**PROVIDED PASSAGE**
We emphasize, in Section 3, the importance of leveraging a good guess  $m_t$  for updating  $w_t$  in order to get a fast convergence rate (or equivalently, small regret) and introduce in Section 6 a simple predictable process  $\{m_t\}_{t>0}$  leading to empirical acceleration on various applications.

**Adaptive optimization methods.** Adaptive optimization has been popular in various deep learning applications due to their superior empirical performance. ADAM [20], a popular adaptive algorithm, combines momentum [30] and anisotropic learning rate of ADAGRAD [12]. More specifically, the learning rate of ADAGRAD at time  $T$  for dimension  $j$  is proportional to the inverse of  $\sqrt{\sum_{t=1}^T g_t[j]^2}$ , where  $g_t[j]$  is the  $j$ -th element of the gradient vector  $g_t$  at time  $t$ . This adaptive learning rate helps accelerating the convergence when the gradient vector is sparse [12], yet, when applying ADAGRAD to train deep neural networks, it is observed that the learning rate might decay too fast, see [20] for more details. Therefore, [20] put forward ADAM that uses a moving average of the gradients divided by the square root of the second moment of this moving average (element-wise multiplication), for updating the model parameter  $w$ . A variant, called AMSGRAD and detailed in Algorithm 1, has been developed in [32] to fix ADAM failures.

---

**Algorithm 1** AMSGRAD [32]

---

1. 1: **Required:** parameter  $\beta_1, \beta_2$ , and  $\eta_t$ .
2. 2: Init:  $w_1 \in \Theta \subseteq \mathbb{R}^d$  and  $v_0 = \epsilon 1 \in \mathbb{R}^d$ .
3. 3: **for**  $t = 1$  to  $T$  **do**
4. 4:   Get mini-batch stochastic gradient  $g_t$  at  $w_t$ .
5. 5:    $\theta_t = \beta_1 \theta_{t-1} + (1 - \beta_1) g_t$ .
6. 6:    $v_t = \beta_2 v_{t-1} + (1 - \beta_2) g_t^2$ .
7. 7:    $\hat{v}_t = \max(\hat{v}_{t-1}, v_t)$ .

**SUPPLIED MATERIAL**
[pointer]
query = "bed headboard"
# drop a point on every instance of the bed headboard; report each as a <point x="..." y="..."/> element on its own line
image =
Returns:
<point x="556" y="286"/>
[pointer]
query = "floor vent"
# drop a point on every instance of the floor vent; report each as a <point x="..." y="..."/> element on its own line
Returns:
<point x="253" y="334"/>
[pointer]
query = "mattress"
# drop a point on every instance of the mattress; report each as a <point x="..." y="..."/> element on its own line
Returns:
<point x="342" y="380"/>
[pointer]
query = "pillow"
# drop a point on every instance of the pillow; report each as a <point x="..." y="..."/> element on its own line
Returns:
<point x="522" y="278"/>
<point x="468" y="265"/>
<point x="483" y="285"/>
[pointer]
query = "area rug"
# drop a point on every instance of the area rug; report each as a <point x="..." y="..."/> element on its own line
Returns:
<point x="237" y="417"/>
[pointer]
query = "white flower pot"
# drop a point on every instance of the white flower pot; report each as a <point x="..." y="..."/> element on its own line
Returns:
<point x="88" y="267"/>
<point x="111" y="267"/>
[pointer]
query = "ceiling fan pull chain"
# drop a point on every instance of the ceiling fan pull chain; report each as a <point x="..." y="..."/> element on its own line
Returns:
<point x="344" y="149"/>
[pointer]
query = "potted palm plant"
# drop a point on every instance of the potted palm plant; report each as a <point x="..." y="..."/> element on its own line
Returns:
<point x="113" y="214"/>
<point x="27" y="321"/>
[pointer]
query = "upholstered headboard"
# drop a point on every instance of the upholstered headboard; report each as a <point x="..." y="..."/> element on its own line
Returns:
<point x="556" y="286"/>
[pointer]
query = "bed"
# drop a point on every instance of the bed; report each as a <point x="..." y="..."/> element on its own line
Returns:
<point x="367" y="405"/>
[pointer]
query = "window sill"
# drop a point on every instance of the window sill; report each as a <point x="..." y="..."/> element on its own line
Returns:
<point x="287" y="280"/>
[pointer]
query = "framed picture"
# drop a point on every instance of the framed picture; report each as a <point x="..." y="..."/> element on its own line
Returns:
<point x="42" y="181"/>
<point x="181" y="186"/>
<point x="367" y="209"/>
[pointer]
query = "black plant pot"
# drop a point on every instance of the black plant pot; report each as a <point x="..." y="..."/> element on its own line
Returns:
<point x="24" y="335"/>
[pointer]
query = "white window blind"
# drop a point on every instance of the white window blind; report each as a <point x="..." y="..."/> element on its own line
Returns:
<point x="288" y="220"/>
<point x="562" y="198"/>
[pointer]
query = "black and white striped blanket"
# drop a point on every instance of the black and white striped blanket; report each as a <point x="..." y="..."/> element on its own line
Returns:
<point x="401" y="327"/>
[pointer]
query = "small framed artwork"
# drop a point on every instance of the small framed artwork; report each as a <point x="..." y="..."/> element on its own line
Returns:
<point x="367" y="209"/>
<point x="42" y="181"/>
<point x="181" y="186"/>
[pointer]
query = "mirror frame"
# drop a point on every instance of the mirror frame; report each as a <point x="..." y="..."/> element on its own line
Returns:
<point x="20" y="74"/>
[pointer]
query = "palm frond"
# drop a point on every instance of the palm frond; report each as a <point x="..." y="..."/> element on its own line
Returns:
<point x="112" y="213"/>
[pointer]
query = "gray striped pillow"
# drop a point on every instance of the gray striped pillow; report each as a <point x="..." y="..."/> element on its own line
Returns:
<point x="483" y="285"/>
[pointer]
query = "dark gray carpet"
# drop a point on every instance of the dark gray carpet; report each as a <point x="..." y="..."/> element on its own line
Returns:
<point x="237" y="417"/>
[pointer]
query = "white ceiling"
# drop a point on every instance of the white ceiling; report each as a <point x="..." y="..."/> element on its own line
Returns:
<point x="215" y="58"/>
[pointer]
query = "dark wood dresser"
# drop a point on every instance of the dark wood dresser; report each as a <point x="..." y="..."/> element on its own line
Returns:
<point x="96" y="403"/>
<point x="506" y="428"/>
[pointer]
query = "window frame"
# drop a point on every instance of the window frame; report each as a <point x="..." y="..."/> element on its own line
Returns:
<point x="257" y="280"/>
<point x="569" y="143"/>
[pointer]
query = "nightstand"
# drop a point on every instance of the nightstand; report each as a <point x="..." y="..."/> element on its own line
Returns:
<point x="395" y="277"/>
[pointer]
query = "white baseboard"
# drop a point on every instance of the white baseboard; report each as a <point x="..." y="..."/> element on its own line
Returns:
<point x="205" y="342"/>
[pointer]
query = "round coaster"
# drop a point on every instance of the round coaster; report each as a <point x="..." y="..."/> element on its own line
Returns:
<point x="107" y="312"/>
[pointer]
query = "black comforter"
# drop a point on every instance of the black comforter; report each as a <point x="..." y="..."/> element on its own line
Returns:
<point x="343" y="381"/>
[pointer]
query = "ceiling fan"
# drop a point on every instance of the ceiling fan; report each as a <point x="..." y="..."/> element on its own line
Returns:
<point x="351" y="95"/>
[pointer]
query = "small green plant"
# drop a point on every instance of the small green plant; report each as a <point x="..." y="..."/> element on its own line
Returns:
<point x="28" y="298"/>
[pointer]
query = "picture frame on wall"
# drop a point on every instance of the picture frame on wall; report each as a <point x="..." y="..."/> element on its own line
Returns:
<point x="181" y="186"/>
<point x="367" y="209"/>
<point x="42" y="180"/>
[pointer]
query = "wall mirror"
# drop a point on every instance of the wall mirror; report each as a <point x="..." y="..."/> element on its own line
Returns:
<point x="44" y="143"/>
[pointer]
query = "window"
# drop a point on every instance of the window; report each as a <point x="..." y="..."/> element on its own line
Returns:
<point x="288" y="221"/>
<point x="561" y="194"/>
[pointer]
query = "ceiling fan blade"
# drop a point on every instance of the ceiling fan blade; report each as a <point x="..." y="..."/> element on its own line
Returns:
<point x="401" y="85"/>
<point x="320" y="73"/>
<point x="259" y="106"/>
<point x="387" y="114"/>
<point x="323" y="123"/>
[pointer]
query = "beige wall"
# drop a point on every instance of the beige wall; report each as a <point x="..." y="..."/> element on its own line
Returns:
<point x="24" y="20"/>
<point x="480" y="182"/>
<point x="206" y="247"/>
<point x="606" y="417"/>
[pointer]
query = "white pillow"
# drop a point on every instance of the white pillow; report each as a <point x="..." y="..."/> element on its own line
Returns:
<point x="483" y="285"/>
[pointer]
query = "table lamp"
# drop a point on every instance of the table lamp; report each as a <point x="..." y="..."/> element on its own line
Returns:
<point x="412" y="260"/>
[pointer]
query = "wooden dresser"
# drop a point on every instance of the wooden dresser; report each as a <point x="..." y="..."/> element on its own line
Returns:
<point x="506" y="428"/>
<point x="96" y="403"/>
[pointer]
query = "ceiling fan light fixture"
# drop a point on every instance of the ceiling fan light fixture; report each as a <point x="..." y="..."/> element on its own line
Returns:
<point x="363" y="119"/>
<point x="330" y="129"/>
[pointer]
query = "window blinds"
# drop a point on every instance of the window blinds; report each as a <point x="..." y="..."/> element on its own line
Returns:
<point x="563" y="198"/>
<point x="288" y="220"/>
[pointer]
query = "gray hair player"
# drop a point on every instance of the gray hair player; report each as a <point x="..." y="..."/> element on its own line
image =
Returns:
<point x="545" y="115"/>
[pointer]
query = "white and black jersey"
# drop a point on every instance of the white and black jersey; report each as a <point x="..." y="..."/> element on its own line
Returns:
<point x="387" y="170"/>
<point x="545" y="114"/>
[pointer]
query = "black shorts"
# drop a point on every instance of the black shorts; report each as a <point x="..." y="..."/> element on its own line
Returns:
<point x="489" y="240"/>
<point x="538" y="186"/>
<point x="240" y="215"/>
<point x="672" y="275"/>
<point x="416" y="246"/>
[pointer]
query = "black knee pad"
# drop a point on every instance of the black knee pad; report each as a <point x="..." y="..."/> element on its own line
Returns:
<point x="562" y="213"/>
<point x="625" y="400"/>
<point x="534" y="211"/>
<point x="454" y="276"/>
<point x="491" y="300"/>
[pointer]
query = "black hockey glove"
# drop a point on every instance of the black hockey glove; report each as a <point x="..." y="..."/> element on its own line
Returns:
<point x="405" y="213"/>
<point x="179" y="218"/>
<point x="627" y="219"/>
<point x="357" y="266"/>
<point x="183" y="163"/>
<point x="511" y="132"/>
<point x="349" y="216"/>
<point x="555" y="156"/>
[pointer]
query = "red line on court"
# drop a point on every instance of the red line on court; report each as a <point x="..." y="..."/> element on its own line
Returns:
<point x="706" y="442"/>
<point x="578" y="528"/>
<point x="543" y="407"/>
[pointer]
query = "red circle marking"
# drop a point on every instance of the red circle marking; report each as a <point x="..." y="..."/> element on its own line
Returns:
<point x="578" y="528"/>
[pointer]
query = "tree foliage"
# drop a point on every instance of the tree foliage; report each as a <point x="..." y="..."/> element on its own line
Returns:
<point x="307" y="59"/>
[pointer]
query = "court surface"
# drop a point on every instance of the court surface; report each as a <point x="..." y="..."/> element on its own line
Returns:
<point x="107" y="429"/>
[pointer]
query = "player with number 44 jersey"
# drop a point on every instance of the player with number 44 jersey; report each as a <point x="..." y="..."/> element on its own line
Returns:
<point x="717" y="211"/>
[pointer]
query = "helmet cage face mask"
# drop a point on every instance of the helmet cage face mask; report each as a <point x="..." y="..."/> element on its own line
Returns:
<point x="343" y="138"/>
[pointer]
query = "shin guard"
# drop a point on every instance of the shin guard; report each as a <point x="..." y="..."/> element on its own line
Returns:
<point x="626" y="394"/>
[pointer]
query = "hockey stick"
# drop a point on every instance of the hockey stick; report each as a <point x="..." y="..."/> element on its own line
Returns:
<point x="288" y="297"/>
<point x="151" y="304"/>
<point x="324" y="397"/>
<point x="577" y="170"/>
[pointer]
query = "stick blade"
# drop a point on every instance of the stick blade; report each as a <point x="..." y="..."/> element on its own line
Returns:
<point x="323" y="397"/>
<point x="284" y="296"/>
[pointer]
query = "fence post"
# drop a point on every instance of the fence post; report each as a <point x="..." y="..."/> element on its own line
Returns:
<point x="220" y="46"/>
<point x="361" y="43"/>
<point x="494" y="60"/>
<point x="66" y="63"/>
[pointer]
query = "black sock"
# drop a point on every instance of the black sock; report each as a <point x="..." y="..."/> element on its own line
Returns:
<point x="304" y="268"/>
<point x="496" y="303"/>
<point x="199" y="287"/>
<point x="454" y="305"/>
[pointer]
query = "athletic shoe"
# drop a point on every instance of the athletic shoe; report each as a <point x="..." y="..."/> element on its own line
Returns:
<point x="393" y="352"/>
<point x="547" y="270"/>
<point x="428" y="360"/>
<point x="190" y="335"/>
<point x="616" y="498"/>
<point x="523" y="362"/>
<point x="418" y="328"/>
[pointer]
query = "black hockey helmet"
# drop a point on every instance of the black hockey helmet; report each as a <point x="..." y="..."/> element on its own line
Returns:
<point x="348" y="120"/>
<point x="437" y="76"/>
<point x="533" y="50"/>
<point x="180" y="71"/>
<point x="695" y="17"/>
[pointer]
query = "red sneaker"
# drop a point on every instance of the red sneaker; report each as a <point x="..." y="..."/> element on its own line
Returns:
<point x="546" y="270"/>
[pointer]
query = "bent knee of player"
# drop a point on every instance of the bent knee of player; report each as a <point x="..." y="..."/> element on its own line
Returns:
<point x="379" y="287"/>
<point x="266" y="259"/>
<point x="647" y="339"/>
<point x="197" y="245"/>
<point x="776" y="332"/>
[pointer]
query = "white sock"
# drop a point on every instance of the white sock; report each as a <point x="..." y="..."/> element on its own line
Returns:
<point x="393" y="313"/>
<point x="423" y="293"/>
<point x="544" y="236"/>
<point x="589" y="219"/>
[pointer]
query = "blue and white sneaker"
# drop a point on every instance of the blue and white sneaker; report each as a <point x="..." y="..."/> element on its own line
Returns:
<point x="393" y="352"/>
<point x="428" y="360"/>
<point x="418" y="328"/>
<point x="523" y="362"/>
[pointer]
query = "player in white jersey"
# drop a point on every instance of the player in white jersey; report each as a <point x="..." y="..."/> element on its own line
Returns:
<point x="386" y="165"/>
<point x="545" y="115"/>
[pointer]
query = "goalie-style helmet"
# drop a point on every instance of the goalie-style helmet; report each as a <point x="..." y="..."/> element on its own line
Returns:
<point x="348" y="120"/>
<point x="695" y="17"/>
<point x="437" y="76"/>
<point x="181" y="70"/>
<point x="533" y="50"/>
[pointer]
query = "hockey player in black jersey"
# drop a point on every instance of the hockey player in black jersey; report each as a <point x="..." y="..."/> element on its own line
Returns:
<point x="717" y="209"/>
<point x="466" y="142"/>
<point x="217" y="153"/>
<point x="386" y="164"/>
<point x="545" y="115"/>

**OBJECTIVES**
A. In the optimization passage, what was AMSGRAD developed to fix?
B. Retype the optimization passage starting with "We emphasize, in" and going on through "on various applications.".
The entries that come after the optimization passage are not needed for anything here.

**THE SOLUTIONS**
A. AMSGRAD was developed to fix ADAM failures.

B.
We emphasize, in Section 3, the importance of leveraging a good guess  $m_t$  for updating  $w_t$  in order to get a fast convergence rate (or equivalently, small regret) and introduce in Section 6 a simple predictable process  $\{m_t\}_{t>0}$  leading to empirical acceleration on various applications.